WORK TASK:
Return only how many lines in the data include the string "lake".

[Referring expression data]
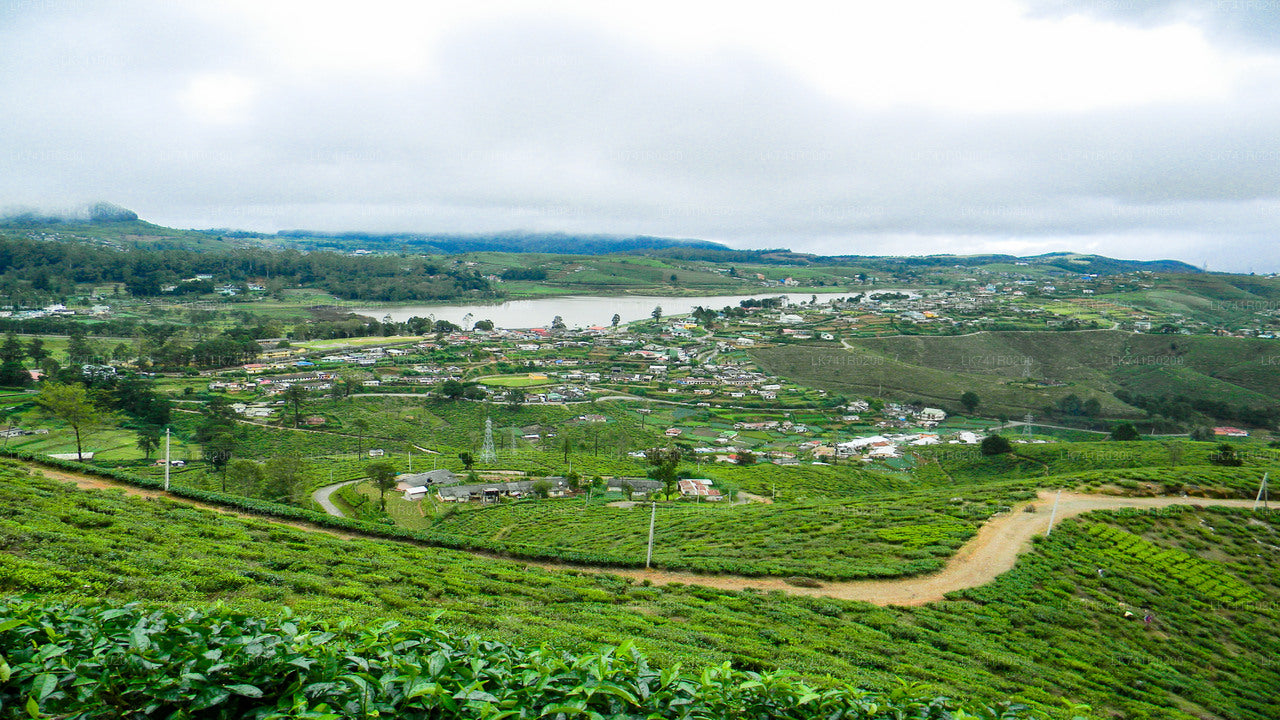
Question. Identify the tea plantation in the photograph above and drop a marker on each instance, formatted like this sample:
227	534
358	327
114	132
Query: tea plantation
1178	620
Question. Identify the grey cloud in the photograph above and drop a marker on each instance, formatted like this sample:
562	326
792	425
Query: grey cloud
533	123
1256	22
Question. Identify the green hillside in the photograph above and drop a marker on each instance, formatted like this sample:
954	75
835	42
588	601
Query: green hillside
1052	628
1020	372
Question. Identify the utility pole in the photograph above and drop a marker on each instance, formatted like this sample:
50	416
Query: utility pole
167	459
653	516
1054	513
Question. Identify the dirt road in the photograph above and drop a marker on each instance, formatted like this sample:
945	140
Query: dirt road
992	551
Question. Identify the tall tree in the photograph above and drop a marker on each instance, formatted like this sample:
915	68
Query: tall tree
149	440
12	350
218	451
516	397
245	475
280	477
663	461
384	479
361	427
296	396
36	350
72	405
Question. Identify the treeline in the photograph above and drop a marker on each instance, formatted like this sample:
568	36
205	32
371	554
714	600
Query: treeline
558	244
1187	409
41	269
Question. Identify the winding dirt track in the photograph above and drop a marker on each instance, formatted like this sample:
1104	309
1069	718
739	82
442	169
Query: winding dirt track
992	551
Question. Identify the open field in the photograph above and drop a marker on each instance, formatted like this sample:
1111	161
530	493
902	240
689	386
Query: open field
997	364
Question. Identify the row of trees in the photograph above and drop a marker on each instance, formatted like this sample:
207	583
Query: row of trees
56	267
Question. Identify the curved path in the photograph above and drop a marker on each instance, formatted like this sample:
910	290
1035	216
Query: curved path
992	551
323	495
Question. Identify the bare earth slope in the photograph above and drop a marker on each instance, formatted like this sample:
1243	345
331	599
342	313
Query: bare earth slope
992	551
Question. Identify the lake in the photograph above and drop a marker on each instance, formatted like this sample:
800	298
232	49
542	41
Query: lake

==

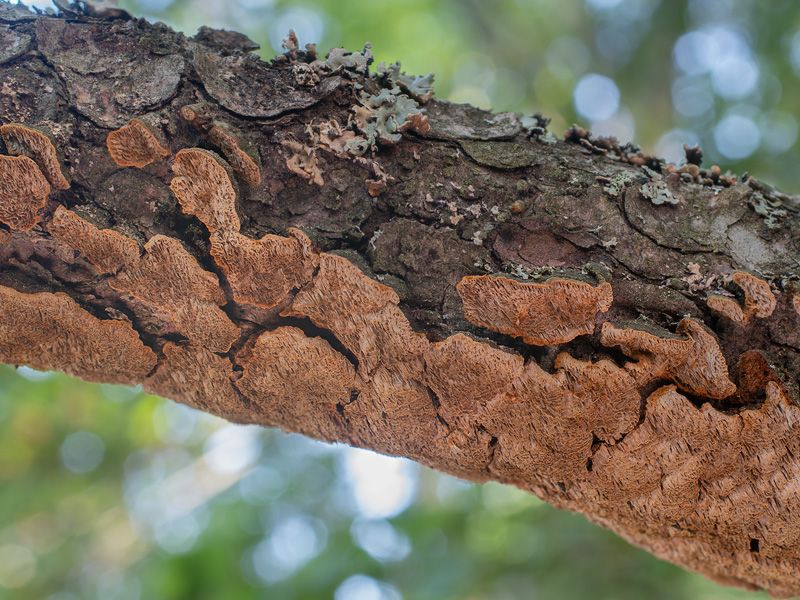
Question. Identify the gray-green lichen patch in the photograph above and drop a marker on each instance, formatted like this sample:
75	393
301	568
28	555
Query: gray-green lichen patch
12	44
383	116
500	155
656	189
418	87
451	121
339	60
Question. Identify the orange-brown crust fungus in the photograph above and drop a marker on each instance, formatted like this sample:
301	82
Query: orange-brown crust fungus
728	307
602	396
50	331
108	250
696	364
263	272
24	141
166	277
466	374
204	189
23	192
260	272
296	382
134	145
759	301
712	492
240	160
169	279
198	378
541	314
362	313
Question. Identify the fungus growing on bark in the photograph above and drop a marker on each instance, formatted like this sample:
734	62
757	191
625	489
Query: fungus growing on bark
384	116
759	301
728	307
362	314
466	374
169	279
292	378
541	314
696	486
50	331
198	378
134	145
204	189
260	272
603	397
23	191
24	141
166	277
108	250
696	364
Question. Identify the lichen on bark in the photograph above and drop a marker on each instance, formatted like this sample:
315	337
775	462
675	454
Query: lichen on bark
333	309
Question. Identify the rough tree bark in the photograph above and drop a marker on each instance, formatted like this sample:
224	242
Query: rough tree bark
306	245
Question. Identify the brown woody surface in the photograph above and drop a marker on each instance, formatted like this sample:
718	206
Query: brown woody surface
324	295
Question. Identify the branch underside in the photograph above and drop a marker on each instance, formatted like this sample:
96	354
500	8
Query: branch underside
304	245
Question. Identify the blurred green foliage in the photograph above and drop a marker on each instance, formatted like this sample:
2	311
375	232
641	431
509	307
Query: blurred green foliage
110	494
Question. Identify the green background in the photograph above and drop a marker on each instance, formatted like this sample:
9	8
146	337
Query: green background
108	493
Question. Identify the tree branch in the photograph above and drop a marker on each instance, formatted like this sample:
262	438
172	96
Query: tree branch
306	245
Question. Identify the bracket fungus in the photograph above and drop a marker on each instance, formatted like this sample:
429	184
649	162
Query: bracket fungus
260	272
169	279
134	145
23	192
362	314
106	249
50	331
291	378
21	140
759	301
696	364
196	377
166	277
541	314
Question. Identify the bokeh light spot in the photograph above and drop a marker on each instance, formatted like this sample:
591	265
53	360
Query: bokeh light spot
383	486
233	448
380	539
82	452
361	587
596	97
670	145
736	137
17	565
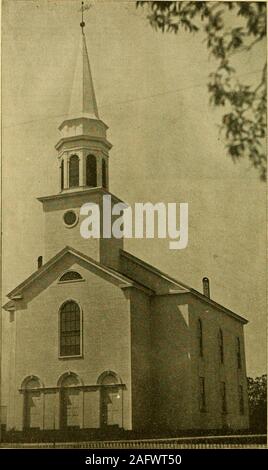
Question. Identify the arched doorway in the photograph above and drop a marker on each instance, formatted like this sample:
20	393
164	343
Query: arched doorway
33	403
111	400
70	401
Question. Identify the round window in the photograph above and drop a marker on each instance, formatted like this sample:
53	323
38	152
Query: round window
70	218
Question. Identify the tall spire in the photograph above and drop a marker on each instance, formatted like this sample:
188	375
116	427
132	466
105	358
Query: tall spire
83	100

THE COMPLETED TASK:
2